Aim of the task: Rewrite all of the lines below, replacing "The masks may go here:" with "Write the masks below:" and keeping everything else unchanged.
— begin Input material —
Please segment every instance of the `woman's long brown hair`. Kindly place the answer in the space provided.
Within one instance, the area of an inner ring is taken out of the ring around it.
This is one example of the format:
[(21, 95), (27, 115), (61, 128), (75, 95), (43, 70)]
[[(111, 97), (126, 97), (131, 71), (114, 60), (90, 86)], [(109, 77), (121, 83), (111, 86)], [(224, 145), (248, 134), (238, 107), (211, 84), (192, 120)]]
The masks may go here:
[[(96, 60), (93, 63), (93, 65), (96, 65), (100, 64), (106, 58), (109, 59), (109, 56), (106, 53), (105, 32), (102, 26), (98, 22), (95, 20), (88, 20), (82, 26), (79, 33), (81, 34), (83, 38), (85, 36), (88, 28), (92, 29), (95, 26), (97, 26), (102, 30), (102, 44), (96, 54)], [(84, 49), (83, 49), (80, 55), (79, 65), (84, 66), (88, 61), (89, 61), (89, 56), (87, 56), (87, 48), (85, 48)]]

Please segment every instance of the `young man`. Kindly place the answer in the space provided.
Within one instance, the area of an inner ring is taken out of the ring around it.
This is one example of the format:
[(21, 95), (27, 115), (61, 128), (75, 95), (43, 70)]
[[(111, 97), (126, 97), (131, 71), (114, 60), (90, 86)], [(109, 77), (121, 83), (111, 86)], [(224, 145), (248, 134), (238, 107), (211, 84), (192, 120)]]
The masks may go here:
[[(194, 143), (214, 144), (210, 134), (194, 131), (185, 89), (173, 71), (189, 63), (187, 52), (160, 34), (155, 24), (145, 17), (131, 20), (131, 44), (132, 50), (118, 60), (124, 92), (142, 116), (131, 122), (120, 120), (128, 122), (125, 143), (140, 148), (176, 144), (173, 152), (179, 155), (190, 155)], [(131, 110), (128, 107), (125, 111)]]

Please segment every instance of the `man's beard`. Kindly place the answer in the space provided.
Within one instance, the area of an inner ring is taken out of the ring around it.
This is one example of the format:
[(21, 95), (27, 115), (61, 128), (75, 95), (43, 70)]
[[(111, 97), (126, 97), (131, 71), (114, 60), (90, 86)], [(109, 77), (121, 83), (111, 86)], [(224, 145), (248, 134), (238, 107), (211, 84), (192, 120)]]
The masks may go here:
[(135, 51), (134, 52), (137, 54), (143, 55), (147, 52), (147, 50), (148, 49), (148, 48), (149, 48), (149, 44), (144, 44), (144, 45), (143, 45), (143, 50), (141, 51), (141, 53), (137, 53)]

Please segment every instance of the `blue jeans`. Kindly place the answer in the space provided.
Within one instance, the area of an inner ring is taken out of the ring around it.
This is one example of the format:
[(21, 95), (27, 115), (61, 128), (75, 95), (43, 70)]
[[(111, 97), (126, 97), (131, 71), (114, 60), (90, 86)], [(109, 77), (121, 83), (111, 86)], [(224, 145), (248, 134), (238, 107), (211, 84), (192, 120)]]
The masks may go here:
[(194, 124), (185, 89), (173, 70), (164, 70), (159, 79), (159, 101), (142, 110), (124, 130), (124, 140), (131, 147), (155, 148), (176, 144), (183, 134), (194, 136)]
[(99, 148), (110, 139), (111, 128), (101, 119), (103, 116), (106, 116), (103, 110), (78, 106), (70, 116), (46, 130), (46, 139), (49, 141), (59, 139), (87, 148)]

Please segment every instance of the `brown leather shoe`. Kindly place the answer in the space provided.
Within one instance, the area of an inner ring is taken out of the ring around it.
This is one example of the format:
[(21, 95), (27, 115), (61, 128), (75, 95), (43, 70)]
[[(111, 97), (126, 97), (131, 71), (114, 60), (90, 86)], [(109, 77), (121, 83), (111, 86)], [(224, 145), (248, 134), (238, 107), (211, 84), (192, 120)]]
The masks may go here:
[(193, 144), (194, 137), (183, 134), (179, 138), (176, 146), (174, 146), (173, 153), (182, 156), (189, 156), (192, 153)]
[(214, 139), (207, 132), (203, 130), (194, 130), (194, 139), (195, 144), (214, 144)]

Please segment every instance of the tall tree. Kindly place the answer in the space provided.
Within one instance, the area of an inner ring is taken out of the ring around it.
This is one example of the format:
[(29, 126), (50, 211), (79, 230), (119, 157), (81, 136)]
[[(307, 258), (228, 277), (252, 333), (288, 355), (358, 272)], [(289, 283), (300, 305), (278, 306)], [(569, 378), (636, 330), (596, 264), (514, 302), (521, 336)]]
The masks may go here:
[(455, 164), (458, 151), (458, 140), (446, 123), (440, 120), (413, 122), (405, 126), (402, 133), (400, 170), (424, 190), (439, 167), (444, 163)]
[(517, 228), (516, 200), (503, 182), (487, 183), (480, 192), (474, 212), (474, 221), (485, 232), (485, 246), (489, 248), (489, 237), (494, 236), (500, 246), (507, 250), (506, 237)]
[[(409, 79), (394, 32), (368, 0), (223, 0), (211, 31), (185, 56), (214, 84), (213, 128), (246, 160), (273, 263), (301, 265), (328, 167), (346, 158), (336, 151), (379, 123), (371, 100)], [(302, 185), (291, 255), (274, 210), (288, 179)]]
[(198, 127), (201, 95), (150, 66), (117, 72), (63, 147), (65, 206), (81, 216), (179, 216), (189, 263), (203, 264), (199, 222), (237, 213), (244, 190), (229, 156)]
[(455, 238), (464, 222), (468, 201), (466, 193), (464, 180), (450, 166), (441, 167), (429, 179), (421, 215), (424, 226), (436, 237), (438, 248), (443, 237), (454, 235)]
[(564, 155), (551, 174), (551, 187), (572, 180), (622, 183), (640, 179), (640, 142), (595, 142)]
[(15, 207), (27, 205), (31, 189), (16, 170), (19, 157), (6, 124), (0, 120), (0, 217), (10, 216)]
— end Input material —
Result below:
Please segment every instance of the `woman's long brown hair`. Kindly place the answer in the space provided.
Within one instance, the area of an inner ring is taken out of the ring around it.
This is one example of the format:
[(21, 95), (27, 115), (61, 128), (75, 95), (43, 70)]
[[(111, 97), (126, 97), (131, 71), (114, 60), (90, 86)], [(109, 77), (121, 83), (111, 86)], [(224, 145), (248, 134), (238, 107), (211, 84), (192, 120)]]
Write the masks below:
[[(96, 60), (93, 63), (93, 65), (96, 65), (100, 64), (106, 58), (109, 59), (109, 56), (106, 53), (105, 32), (102, 26), (98, 22), (95, 20), (88, 20), (82, 26), (79, 33), (81, 34), (83, 38), (85, 36), (88, 28), (92, 29), (95, 26), (97, 26), (102, 30), (102, 44), (96, 54)], [(84, 49), (83, 49), (80, 55), (79, 65), (84, 66), (88, 61), (89, 61), (89, 56), (87, 56), (87, 48), (85, 48)]]

Please segment every instance of the `young man`. Kindly place the answer in the space provided.
Within one instance, the area of an inner ring is taken out of the ring around it.
This is one example of the format:
[(21, 95), (27, 115), (61, 128), (75, 95), (43, 70)]
[[(111, 97), (126, 97), (131, 71), (114, 60), (90, 86)], [(109, 77), (121, 83), (111, 86)], [(224, 145), (248, 134), (238, 107), (211, 84), (192, 120)]]
Write the masks below:
[[(194, 143), (214, 144), (210, 134), (194, 131), (185, 89), (173, 71), (189, 63), (187, 52), (160, 34), (155, 24), (145, 17), (131, 20), (131, 44), (132, 50), (118, 60), (124, 92), (142, 116), (131, 122), (120, 120), (128, 122), (125, 143), (140, 148), (176, 144), (173, 152), (179, 155), (190, 155)], [(131, 110), (128, 107), (125, 111)]]

Please segment every instance of the `man's beard`. Kindly place the answer in the space provided.
Within one instance, the area of an inner ring is taken out of the ring around it.
This is one example of the format:
[(21, 95), (27, 115), (61, 128), (75, 95), (43, 70)]
[[(111, 97), (126, 97), (131, 71), (114, 60), (90, 86)], [(109, 77), (121, 83), (111, 86)], [(224, 145), (248, 134), (238, 107), (211, 84), (192, 120)]]
Write the masks below:
[(135, 51), (134, 52), (137, 54), (143, 55), (147, 52), (147, 50), (148, 49), (148, 48), (149, 48), (149, 44), (144, 44), (144, 45), (143, 45), (143, 50), (141, 51), (141, 53), (137, 53)]

Please segment every instance of the `blue jeans`. Kindly place the answer in the space provided.
Within one instance, the area of an inner ring is taken out of the ring around it.
This is one example of the format:
[(21, 95), (27, 115), (61, 128), (75, 95), (43, 70)]
[[(111, 97), (126, 97), (131, 71), (114, 60), (90, 86)], [(109, 77), (121, 83), (111, 86)], [(224, 145), (248, 134), (238, 107), (211, 84), (192, 120)]]
Write the masks below:
[(194, 124), (185, 89), (173, 70), (164, 70), (159, 79), (159, 101), (142, 110), (124, 130), (124, 140), (131, 147), (155, 148), (176, 144), (183, 134), (194, 136)]
[(99, 148), (110, 139), (111, 128), (101, 119), (103, 116), (106, 116), (103, 110), (78, 106), (70, 116), (46, 130), (46, 139), (49, 141), (59, 139), (87, 148)]

Please segment every instance of the `brown leather shoe`. Kindly place the answer in the space provided.
Within one instance, the area of an inner ring is taken out of the ring around it.
This is one example of the format:
[(21, 95), (27, 115), (61, 128), (75, 95), (43, 70)]
[[(111, 97), (126, 97), (131, 71), (114, 60), (90, 86)], [(109, 77), (121, 83), (111, 86)], [(224, 145), (248, 134), (238, 107), (211, 84), (192, 120)]]
Write the masks below:
[(193, 144), (194, 137), (183, 134), (179, 138), (176, 146), (174, 146), (173, 153), (182, 156), (189, 156), (192, 153)]
[(214, 139), (207, 132), (203, 130), (194, 130), (194, 139), (195, 144), (214, 144)]

Please segment every instance of the tall tree. Kindly place the answer in the space provided.
Within one instance, the area of an inner ring is taken out of the ring around it.
This is one example of the format:
[(29, 126), (50, 211), (79, 230), (119, 157), (81, 136)]
[[(307, 258), (228, 277), (252, 333), (288, 355), (358, 272)], [(289, 283), (300, 305), (278, 306)], [(569, 378), (636, 330), (596, 264), (514, 302), (521, 336)]]
Write the masks below:
[(455, 164), (458, 151), (458, 140), (446, 123), (440, 120), (413, 122), (405, 126), (402, 133), (400, 170), (424, 190), (439, 167), (444, 163)]
[(517, 228), (516, 200), (503, 182), (487, 183), (480, 192), (474, 212), (474, 221), (485, 232), (485, 246), (489, 248), (489, 237), (494, 236), (500, 246), (507, 250), (506, 237)]
[[(409, 79), (394, 32), (368, 0), (223, 0), (211, 31), (185, 56), (214, 84), (213, 128), (246, 160), (273, 263), (301, 265), (328, 167), (346, 158), (336, 151), (379, 123), (371, 100)], [(302, 185), (291, 255), (274, 210), (288, 179)]]
[(198, 127), (201, 95), (150, 66), (117, 72), (63, 147), (65, 206), (81, 216), (179, 216), (189, 263), (203, 264), (199, 222), (237, 213), (244, 190), (229, 156)]
[(455, 238), (464, 222), (468, 201), (466, 193), (464, 180), (450, 166), (441, 167), (429, 179), (421, 215), (424, 226), (436, 237), (438, 248), (443, 237), (454, 235)]
[(564, 155), (551, 174), (551, 187), (572, 180), (622, 183), (640, 179), (640, 142), (595, 142)]
[(15, 207), (27, 205), (31, 189), (16, 170), (19, 157), (6, 124), (0, 120), (0, 217), (10, 216)]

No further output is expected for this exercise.